== TEXT ==
Nonfarm payrolls growth is seen at 104k in July (sa) per the broad Bloomberg survey after 147k in June.
The median primary dealer analyst eyes 100k whilst the Bloomberg whisper currently sits at 115k after little net reaction to the stronger than expected ADP report for July.
Government payroll growth is expected to be much softer after a surprise 73k surge in June, which we think was more likely down to seasonal adjustment quirks. There’s a wide range of primary dealer estimates for public payrolls growth in July, from +20k to -55k.
Consensus sees private sector payrolls rising 100k after a disappointing 74k in June and the breadth of gains should again be watched. 59k of this came from the cyclically insensitive health & social assistance category, whilst roughly as many of the 250 industries increased on the month as those that decreased.
===
TASK REQUIREMENTS
1 > Reproduce the payrolls preview word for word, between "The median primary" and "those that decreased.", inclusive.
2 > Answer these questions from the payrolls preview:
(a) What July nonfarm payrolls figure does the broad Bloomberg survey show?
(b) What range do primary dealer estimates for July public payrolls growth span?
(c) How much of June's private sector payrolls came from the health & social assistance category?
Answer from the payrolls preview alone.
== PROVIDED INFORMATION ==
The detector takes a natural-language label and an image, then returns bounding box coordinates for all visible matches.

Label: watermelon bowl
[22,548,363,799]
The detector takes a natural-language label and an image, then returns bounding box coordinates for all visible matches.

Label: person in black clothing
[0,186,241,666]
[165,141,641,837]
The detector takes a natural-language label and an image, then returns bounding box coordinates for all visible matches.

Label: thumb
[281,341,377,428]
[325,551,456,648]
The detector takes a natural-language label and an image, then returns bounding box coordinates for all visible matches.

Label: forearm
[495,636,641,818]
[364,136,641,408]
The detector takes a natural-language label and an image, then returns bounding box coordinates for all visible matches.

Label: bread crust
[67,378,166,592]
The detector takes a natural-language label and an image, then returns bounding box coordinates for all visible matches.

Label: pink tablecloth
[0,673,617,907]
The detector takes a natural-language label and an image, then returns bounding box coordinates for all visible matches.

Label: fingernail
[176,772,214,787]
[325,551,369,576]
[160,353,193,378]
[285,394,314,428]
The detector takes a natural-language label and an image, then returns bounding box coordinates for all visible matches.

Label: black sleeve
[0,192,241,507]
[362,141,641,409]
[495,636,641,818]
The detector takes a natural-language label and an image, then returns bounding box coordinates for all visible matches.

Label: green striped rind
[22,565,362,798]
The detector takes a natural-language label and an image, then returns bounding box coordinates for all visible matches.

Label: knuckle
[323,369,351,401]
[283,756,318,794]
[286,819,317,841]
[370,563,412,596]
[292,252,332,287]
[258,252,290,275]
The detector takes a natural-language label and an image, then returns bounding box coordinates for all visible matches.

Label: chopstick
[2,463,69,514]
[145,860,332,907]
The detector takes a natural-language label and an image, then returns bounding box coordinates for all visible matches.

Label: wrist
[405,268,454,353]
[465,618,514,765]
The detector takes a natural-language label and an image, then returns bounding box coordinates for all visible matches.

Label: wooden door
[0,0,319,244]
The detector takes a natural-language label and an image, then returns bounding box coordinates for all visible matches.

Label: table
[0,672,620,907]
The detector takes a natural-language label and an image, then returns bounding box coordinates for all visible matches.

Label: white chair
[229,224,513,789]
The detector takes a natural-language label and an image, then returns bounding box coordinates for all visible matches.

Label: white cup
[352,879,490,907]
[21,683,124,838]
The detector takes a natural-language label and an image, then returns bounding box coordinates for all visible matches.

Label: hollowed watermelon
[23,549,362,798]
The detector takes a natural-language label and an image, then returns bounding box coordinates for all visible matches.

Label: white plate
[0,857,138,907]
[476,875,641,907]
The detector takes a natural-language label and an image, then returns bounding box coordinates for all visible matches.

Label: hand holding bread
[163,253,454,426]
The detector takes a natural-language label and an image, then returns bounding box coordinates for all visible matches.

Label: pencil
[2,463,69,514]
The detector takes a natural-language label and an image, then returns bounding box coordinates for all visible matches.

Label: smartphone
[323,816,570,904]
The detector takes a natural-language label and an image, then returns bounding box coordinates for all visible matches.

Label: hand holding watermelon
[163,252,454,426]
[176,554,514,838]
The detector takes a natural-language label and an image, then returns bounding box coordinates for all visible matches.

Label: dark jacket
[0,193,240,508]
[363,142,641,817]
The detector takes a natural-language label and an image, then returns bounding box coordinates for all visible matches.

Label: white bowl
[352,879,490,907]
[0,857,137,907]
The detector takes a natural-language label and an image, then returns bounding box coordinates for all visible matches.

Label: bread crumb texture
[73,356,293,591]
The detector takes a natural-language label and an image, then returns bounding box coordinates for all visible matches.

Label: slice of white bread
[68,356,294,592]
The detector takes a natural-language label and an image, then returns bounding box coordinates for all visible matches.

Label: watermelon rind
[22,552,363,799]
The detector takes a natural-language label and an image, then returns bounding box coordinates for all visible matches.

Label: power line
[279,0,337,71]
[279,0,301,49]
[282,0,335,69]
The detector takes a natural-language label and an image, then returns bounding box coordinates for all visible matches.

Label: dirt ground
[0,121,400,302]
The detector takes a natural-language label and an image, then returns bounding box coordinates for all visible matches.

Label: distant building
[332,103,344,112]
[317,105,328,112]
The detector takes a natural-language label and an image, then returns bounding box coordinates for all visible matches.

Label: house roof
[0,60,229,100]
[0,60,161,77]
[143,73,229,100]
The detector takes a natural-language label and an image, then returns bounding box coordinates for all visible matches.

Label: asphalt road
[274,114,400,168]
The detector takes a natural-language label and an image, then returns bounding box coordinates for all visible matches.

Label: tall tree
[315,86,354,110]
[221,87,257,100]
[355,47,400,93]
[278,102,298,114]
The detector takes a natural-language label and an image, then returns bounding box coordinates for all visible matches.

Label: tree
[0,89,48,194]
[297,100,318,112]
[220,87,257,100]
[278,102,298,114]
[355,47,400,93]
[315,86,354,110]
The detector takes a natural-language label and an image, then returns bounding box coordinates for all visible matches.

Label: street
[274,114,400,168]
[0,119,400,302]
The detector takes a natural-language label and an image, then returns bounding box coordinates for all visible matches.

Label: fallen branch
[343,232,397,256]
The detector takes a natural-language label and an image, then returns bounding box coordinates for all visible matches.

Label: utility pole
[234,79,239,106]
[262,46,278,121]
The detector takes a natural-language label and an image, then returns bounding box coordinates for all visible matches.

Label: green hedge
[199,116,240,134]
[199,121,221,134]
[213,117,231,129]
===
RESULTS OF THE EXERCISE
1 >
The median primary dealer analyst eyes 100k whilst the Bloomberg whisper currently sits at 115k after little net reaction to the stronger than expected ADP report for July.
Government payroll growth is expected to be much softer after a surprise 73k surge in June, which we think was more likely down to seasonal adjustment quirks. There’s a wide range of primary dealer estimates for public payrolls growth in July, from +20k to -55k.
Consensus sees private sector payrolls rising 100k after a disappointing 74k in June and the breadth of gains should again be watched. 59k of this came from the cyclically insensitive health & social assistance category, whilst roughly as many of the 250 industries increased on the month as those that decreased.

2 >
(a) 104k
(b) From +20k to -55k
(c) 59k